A run of records
==========

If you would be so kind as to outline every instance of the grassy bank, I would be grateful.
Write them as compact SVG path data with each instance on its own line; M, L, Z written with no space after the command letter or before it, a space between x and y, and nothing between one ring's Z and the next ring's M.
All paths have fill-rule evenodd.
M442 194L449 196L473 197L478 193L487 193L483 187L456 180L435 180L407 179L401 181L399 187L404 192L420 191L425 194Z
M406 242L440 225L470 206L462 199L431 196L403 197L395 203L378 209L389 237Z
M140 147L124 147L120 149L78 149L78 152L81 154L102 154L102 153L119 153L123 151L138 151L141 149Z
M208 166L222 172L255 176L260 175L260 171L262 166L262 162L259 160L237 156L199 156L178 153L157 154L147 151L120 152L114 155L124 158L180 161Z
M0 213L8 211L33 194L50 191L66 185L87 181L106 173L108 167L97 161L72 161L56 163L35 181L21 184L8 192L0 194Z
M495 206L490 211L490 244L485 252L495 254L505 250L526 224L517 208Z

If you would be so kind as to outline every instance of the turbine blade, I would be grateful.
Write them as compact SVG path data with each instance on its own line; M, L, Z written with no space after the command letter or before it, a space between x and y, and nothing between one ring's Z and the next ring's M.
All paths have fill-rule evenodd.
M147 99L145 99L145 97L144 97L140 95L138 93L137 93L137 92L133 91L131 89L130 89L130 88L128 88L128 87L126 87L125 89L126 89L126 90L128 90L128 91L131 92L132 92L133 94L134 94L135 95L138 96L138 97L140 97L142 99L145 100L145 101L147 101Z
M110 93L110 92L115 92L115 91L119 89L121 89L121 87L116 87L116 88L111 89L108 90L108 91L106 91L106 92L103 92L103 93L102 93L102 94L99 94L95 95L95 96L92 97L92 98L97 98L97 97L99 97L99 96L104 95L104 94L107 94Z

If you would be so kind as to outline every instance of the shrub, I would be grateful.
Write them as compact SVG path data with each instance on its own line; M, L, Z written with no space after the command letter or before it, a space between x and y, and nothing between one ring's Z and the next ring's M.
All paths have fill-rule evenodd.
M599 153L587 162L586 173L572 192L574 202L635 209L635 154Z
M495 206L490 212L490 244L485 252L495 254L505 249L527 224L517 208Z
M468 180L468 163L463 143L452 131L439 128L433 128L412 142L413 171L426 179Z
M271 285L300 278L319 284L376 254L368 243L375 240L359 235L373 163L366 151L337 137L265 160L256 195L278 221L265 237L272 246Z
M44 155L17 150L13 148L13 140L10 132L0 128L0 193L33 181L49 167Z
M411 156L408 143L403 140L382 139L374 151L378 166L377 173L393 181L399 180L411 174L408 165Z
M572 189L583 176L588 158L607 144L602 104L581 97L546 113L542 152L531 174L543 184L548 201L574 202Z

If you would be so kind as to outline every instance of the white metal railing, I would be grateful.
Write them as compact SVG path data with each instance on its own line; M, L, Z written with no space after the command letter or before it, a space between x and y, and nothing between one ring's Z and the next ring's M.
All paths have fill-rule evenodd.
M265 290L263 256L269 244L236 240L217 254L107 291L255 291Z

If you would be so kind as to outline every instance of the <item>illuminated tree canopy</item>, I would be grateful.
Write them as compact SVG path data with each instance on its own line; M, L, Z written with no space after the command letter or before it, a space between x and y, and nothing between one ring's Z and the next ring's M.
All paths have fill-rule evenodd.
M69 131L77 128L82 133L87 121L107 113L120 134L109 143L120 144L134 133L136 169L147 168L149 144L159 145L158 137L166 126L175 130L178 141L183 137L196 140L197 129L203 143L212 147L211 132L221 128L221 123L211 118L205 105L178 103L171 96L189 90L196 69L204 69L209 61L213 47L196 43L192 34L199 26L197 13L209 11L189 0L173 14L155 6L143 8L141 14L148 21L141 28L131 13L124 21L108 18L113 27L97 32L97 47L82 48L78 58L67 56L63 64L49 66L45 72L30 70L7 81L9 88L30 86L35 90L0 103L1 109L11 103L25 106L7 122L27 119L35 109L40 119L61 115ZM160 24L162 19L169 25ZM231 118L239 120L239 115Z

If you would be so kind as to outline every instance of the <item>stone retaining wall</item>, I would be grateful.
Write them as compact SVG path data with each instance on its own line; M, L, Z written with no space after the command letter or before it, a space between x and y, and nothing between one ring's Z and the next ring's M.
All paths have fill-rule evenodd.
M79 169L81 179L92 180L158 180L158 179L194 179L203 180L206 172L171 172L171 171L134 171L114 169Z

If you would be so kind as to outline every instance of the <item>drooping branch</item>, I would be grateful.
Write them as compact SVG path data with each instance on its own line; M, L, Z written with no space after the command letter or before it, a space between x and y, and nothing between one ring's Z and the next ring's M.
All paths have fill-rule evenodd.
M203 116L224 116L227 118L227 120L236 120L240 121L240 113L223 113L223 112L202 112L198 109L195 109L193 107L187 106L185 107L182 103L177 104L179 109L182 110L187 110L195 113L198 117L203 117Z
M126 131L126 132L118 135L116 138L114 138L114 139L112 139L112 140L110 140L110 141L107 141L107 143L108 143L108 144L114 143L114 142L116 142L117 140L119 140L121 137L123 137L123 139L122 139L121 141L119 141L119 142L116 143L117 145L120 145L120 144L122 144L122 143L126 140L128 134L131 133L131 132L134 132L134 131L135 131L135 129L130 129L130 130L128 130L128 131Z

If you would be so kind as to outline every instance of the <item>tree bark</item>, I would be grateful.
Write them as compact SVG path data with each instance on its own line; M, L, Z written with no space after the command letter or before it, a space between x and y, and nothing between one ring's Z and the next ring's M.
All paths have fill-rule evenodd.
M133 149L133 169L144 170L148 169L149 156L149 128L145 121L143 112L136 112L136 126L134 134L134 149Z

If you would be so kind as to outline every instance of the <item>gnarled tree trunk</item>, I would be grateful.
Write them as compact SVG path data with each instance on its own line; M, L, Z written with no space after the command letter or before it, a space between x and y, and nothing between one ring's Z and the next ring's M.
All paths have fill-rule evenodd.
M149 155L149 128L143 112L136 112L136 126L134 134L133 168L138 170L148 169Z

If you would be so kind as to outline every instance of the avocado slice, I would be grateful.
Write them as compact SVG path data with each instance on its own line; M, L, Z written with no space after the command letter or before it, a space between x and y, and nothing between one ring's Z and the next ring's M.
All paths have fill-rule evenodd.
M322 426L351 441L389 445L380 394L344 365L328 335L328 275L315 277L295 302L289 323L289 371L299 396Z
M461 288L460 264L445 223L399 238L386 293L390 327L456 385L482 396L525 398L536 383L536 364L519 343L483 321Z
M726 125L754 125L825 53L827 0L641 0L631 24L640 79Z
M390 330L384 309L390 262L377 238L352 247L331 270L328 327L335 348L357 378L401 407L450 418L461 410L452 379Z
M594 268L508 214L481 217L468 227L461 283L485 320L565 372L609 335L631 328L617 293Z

==========

Could you render the lines of the records as a numbered list, from the line containing "branch</item>, I would be grateful." through the line containing "M126 131L126 132L118", both included, with blank lines left out?

_RESULT_.
1. If you would be so kind as to outline every instance of the <item>drooping branch</item>, I would be grateful.
2. Write them as compact SVG path data with each instance on its own line; M, L, Z written with no space after the command letter or before it, a space between x and y, and nothing between one ring's Z and the next ring's M.
3. All paths have fill-rule evenodd.
4. M203 116L224 116L227 118L227 120L236 120L240 121L240 113L223 113L223 112L202 112L198 109L195 109L193 107L187 106L185 107L182 103L177 104L179 109L182 110L187 110L195 113L198 117L203 117Z
5. M126 131L126 132L118 135L116 138L114 138L114 139L112 139L112 140L110 140L110 141L107 141L107 143L108 143L108 144L114 143L114 142L116 142L117 140L119 140L121 137L123 137L123 139L122 139L121 141L119 141L119 142L116 143L117 145L120 145L120 144L122 144L122 143L126 140L128 134L131 133L131 132L134 132L134 131L135 131L135 129L130 129L130 130L128 130L128 131Z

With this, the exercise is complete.